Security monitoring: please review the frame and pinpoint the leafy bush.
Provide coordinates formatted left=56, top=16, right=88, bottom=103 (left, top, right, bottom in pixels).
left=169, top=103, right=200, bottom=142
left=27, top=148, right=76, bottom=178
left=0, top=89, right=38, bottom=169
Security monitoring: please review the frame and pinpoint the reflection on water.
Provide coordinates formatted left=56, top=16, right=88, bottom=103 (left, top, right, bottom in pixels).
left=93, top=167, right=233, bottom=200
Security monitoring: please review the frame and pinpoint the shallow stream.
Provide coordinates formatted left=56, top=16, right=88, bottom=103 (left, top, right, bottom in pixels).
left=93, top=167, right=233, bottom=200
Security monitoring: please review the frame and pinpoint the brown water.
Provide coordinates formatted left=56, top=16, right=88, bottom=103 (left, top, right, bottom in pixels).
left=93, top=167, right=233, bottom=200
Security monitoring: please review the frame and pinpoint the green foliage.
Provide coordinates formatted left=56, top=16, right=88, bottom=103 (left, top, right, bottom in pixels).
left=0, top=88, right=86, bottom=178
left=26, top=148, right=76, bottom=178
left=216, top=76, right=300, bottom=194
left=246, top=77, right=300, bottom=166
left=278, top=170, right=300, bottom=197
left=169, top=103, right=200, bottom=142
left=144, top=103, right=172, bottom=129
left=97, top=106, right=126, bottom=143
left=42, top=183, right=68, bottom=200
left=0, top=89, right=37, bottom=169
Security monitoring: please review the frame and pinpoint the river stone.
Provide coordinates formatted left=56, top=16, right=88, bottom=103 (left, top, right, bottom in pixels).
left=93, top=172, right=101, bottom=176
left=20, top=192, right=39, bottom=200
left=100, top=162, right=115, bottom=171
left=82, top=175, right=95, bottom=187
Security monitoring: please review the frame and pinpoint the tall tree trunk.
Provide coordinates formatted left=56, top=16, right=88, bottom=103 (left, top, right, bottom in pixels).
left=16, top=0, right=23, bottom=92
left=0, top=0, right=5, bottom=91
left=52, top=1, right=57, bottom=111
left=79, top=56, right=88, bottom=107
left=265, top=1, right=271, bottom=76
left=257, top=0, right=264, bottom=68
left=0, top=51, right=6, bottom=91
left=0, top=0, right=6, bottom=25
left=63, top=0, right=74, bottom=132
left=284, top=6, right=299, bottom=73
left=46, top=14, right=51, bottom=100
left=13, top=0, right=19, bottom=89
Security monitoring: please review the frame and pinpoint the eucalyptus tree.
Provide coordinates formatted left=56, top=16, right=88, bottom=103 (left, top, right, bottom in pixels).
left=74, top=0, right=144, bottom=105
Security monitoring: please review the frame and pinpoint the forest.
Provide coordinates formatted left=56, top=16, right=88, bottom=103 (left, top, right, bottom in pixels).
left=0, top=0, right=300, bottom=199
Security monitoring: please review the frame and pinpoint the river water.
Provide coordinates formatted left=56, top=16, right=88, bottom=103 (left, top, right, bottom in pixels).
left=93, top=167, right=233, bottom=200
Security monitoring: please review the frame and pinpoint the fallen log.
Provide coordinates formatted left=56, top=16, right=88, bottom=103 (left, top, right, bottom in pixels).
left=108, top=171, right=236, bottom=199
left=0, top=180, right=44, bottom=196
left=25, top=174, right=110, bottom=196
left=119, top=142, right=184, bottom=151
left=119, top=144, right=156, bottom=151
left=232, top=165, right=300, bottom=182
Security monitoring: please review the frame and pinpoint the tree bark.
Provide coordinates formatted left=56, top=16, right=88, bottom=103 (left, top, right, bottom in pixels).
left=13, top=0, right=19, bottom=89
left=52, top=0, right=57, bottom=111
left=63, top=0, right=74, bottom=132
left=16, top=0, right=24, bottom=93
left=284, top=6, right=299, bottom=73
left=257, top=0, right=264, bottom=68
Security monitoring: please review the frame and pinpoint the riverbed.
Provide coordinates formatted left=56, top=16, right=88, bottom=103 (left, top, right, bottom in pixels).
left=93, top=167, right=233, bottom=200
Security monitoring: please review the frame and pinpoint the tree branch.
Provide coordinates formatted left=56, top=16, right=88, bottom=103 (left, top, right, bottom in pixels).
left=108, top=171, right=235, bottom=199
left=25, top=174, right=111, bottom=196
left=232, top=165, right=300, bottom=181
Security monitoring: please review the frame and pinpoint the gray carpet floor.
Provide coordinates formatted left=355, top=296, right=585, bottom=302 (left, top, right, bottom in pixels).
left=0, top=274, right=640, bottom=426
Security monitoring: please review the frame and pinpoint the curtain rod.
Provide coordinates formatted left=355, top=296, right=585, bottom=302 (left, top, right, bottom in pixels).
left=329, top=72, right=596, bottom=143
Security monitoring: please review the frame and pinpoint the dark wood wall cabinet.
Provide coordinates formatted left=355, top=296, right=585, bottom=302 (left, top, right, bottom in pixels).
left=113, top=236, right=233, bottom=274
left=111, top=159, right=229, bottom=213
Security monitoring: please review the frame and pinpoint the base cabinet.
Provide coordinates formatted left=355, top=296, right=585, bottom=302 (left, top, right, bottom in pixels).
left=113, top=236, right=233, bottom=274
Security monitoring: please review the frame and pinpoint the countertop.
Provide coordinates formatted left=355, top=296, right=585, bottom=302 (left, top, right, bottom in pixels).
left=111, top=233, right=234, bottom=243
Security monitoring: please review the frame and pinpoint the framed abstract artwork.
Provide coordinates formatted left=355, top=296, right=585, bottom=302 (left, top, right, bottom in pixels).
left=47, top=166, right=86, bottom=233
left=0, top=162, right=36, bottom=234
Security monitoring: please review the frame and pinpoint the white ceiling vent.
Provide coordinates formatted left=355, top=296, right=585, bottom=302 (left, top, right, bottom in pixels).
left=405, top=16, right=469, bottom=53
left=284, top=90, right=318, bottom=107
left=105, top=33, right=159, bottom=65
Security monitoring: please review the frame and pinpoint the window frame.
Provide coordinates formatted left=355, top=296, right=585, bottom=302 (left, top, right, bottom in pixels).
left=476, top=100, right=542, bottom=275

________________________

→ **EXERCISE**
Can you lay out every line of the records above as a Markdown table with the columns No. and Entry, numbering each row and leaving out any blank lines?

→ **RESULT FOR THIS EXERCISE**
| No. | Entry |
|---|---|
| 1 | Security monitoring: please review the frame and pinpoint the leafy bush. |
| 2 | Provide coordinates formatted left=56, top=16, right=88, bottom=103 (left, top, right, bottom in pixels). |
| 3 | left=169, top=103, right=200, bottom=142 |
| 4 | left=27, top=148, right=76, bottom=178 |
| 5 | left=0, top=89, right=38, bottom=169 |
| 6 | Security monitoring: please review the frame and pinpoint the reflection on water. |
| 7 | Provide coordinates formatted left=56, top=16, right=88, bottom=103 (left, top, right, bottom in pixels). |
| 8 | left=93, top=167, right=233, bottom=200 |
| 9 | Security monitoring: please review the frame and pinpoint the shallow stream. |
| 10 | Provide coordinates formatted left=56, top=16, right=88, bottom=103 (left, top, right, bottom in pixels). |
| 11 | left=93, top=167, right=233, bottom=200 |
| 12 | Security monitoring: please review the frame and pinpoint the brown water. |
| 13 | Provide coordinates formatted left=56, top=16, right=88, bottom=103 (left, top, right, bottom in pixels). |
| 14 | left=93, top=167, right=233, bottom=200 |
| 15 | Security monitoring: please review the frame and pinpoint the green foliage. |
| 16 | Provide coordinates formatted left=56, top=16, right=88, bottom=103 (left, top, right, bottom in pixels). |
| 17 | left=0, top=88, right=86, bottom=178 |
| 18 | left=26, top=148, right=76, bottom=178 |
| 19 | left=216, top=76, right=300, bottom=194 |
| 20 | left=246, top=77, right=300, bottom=166 |
| 21 | left=278, top=170, right=300, bottom=197 |
| 22 | left=169, top=103, right=200, bottom=142 |
| 23 | left=144, top=103, right=172, bottom=129 |
| 24 | left=97, top=106, right=126, bottom=143 |
| 25 | left=42, top=183, right=68, bottom=200 |
| 26 | left=0, top=89, right=37, bottom=169 |
| 27 | Security monitoring: please review the frame and pinpoint the river stone. |
| 28 | Provide coordinates formatted left=56, top=16, right=88, bottom=103 (left, top, right, bottom in pixels). |
| 29 | left=93, top=172, right=101, bottom=176 |
| 30 | left=20, top=192, right=39, bottom=200 |
| 31 | left=100, top=162, right=115, bottom=171 |
| 32 | left=82, top=175, right=95, bottom=187 |
| 33 | Security monitoring: please review the frame and pinpoint the tall tree trunk. |
| 34 | Provide coordinates formatted left=56, top=16, right=88, bottom=103 (left, top, right, bottom in pixels). |
| 35 | left=16, top=0, right=23, bottom=92 |
| 36 | left=0, top=0, right=5, bottom=91 |
| 37 | left=52, top=1, right=57, bottom=111 |
| 38 | left=79, top=56, right=88, bottom=107 |
| 39 | left=265, top=1, right=271, bottom=76 |
| 40 | left=257, top=0, right=264, bottom=68 |
| 41 | left=0, top=51, right=6, bottom=91 |
| 42 | left=0, top=0, right=6, bottom=25 |
| 43 | left=63, top=0, right=74, bottom=132 |
| 44 | left=284, top=6, right=299, bottom=73 |
| 45 | left=46, top=14, right=51, bottom=100 |
| 46 | left=13, top=0, right=19, bottom=89 |
| 47 | Security monitoring: please review the frame and pinpoint the eucalyptus tree. |
| 48 | Provide coordinates formatted left=56, top=16, right=88, bottom=103 (left, top, right, bottom in pixels). |
| 49 | left=74, top=0, right=144, bottom=105 |
| 50 | Security monitoring: please review the frame and pinpoint the forest. |
| 51 | Provide coordinates formatted left=56, top=16, right=88, bottom=103 (left, top, right, bottom in pixels). |
| 52 | left=0, top=0, right=300, bottom=199 |
| 53 | Security monitoring: please review the frame and pinpoint the river water. |
| 54 | Provide coordinates formatted left=56, top=16, right=88, bottom=103 (left, top, right, bottom in pixels). |
| 55 | left=93, top=167, right=233, bottom=200 |
| 56 | Security monitoring: please review the frame and pinpoint the fallen log. |
| 57 | Provide coordinates formatted left=56, top=16, right=88, bottom=103 (left, top, right, bottom in pixels). |
| 58 | left=108, top=171, right=236, bottom=199 |
| 59 | left=0, top=180, right=44, bottom=196 |
| 60 | left=25, top=174, right=110, bottom=196 |
| 61 | left=119, top=142, right=184, bottom=151 |
| 62 | left=119, top=144, right=156, bottom=151 |
| 63 | left=232, top=165, right=300, bottom=182 |
| 64 | Security monitoring: please review the frame and pinpoint the tree bark. |
| 65 | Provide coordinates formatted left=56, top=16, right=88, bottom=103 (left, top, right, bottom in pixels). |
| 66 | left=13, top=0, right=19, bottom=89 |
| 67 | left=52, top=0, right=57, bottom=111 |
| 68 | left=63, top=0, right=74, bottom=132 |
| 69 | left=16, top=0, right=24, bottom=93 |
| 70 | left=284, top=6, right=299, bottom=73 |
| 71 | left=257, top=0, right=264, bottom=68 |
| 72 | Security monitoring: please review the frame and pinpoint the riverbed. |
| 73 | Provide coordinates formatted left=56, top=16, right=88, bottom=103 (left, top, right, bottom in pixels). |
| 74 | left=93, top=167, right=233, bottom=200 |
| 75 | Security monitoring: please review the frame and pinpoint the tree branch. |
| 76 | Provide coordinates formatted left=56, top=16, right=88, bottom=103 (left, top, right, bottom in pixels). |
| 77 | left=108, top=171, right=235, bottom=199 |
| 78 | left=25, top=174, right=111, bottom=196 |
| 79 | left=232, top=165, right=300, bottom=181 |
| 80 | Security monitoring: please review the frame and pinpoint the gray carpet floor. |
| 81 | Provide coordinates formatted left=355, top=296, right=585, bottom=302 (left, top, right, bottom in pixels). |
| 82 | left=0, top=274, right=640, bottom=426 |
| 83 | Security monitoring: please review the frame and pinpoint the curtain rod. |
| 84 | Provide coordinates formatted left=355, top=296, right=585, bottom=302 (left, top, right, bottom in pixels). |
| 85 | left=329, top=72, right=596, bottom=143 |
| 86 | Security monitoring: please review the frame and pinpoint the dark wood wall cabinet. |
| 87 | Provide coordinates formatted left=355, top=296, right=585, bottom=302 (left, top, right, bottom in pixels). |
| 88 | left=113, top=236, right=233, bottom=274 |
| 89 | left=111, top=159, right=229, bottom=213 |
| 90 | Security monitoring: please review the frame and pinpoint the base cabinet. |
| 91 | Provide coordinates formatted left=355, top=296, right=585, bottom=302 (left, top, right, bottom in pixels). |
| 92 | left=113, top=236, right=233, bottom=274 |
| 93 | Security monitoring: please review the frame and pinpoint the countertop. |
| 94 | Provide coordinates formatted left=355, top=296, right=585, bottom=302 (left, top, right, bottom in pixels). |
| 95 | left=111, top=233, right=234, bottom=243 |
| 96 | Security monitoring: please review the frame and pinpoint the framed abstract artwork. |
| 97 | Provide coordinates formatted left=355, top=296, right=585, bottom=302 (left, top, right, bottom in pixels). |
| 98 | left=47, top=166, right=86, bottom=233 |
| 99 | left=0, top=162, right=36, bottom=234 |
| 100 | Security monitoring: please review the frame and pinpoint the white ceiling vent. |
| 101 | Provide coordinates formatted left=355, top=296, right=585, bottom=302 (left, top, right, bottom in pixels). |
| 102 | left=405, top=16, right=469, bottom=53 |
| 103 | left=284, top=90, right=318, bottom=107 |
| 104 | left=105, top=33, right=159, bottom=65 |
| 105 | Security monitoring: please review the frame and pinpoint the window frame. |
| 106 | Provide coordinates formatted left=355, top=296, right=585, bottom=302 (left, top, right, bottom in pixels). |
| 107 | left=476, top=100, right=542, bottom=275 |